═══ DATA SHOWN ═══

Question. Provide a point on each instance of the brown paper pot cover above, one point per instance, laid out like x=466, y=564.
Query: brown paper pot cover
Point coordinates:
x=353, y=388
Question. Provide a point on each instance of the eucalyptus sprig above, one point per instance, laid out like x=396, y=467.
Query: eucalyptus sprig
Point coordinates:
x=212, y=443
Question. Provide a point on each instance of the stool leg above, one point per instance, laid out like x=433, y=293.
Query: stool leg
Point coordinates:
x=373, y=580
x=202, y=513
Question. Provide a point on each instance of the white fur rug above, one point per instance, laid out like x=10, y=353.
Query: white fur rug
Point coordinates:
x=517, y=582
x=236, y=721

═══
═══ DATA SHOWN ═══

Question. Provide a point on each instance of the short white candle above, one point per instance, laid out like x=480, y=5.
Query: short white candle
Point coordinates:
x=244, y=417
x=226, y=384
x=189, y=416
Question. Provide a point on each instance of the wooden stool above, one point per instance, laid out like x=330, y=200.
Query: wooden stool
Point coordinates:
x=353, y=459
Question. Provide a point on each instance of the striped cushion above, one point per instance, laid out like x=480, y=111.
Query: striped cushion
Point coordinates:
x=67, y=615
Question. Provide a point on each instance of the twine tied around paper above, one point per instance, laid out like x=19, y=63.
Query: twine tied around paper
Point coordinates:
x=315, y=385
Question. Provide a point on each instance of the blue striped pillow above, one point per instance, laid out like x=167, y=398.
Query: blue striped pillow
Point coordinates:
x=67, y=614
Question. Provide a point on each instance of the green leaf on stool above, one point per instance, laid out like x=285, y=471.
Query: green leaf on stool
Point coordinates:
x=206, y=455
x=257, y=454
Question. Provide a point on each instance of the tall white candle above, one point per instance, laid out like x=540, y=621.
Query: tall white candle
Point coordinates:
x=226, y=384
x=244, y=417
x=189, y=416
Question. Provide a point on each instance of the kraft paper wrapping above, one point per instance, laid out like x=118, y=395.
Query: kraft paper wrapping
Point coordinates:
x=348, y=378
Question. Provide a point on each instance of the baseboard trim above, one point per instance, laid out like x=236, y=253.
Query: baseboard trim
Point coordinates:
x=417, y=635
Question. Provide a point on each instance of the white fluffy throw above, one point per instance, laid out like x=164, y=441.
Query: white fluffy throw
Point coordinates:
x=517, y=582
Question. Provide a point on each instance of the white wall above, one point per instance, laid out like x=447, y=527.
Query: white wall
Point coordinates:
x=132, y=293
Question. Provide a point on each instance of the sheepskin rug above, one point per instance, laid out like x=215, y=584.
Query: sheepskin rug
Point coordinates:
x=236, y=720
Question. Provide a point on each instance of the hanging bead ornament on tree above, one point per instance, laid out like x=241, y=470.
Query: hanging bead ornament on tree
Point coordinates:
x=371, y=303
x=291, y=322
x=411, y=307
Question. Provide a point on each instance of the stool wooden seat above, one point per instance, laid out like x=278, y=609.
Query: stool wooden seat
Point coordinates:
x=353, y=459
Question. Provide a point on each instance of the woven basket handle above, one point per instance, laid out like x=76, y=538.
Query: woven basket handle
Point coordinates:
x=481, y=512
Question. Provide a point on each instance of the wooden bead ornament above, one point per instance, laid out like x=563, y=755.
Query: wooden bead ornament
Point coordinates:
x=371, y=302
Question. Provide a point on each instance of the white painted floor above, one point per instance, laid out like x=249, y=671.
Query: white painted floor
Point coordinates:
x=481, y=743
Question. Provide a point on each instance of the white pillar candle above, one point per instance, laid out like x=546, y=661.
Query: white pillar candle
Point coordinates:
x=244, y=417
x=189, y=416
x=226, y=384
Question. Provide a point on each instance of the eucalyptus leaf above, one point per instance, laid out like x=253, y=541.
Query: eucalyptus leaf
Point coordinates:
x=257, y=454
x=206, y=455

═══
═══ DATA SHOWN ═══

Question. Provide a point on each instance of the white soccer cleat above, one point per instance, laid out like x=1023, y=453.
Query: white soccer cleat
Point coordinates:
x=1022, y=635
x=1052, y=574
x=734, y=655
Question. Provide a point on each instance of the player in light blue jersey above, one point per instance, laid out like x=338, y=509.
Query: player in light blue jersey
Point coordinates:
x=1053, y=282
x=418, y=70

═══

▸ **DIRECTIONS**
Convert everything from the line containing "Question. Provide a point on each instance of the twine" down to the line containing "x=132, y=293", both included, into a JSON list of strings with one string per line and blank lines omitted.

▸ **REPLY**
[
  "Question. Provide a point on each instance of the twine tied around paper above, one point per instance, laid out like x=19, y=63.",
  "Query: twine tied around paper",
  "Point coordinates:",
  "x=315, y=385",
  "Question. Provide a point on each instance of the blue striped pillow above, one point per instance, laid out like x=167, y=398.",
  "Query: blue striped pillow",
  "Point coordinates:",
  "x=67, y=614",
  "Question. Provide a point on each instance of the green leaf on stool above, one point per instance, laid out like x=285, y=471.",
  "Query: green leaf on stool",
  "Point coordinates:",
  "x=206, y=455",
  "x=257, y=454",
  "Question. Provide a point on each instance of the tall white candle above, one point per instance, laid out like x=540, y=621.",
  "Query: tall white candle",
  "Point coordinates:",
  "x=226, y=384",
  "x=244, y=417",
  "x=189, y=416",
  "Question. Provide a point on each instance of the kraft paper wrapping above, one point per instance, laid out like x=118, y=395.",
  "Query: kraft paper wrapping",
  "Point coordinates:",
  "x=348, y=378",
  "Question. Provide a point on each instance of the baseboard trim above, one point per instance, laid out like x=236, y=253.",
  "Query: baseboard trim",
  "Point coordinates:",
  "x=417, y=635",
  "Question. Provide a point on each instance of the white fluffy throw above, one point per instance, laid out like x=164, y=441.",
  "Query: white fluffy throw",
  "Point coordinates:",
  "x=517, y=582",
  "Question. Provide a point on each instance of the white wall above, one point per instance, laid out like x=447, y=527.",
  "Query: white wall",
  "Point coordinates:",
  "x=132, y=293"
]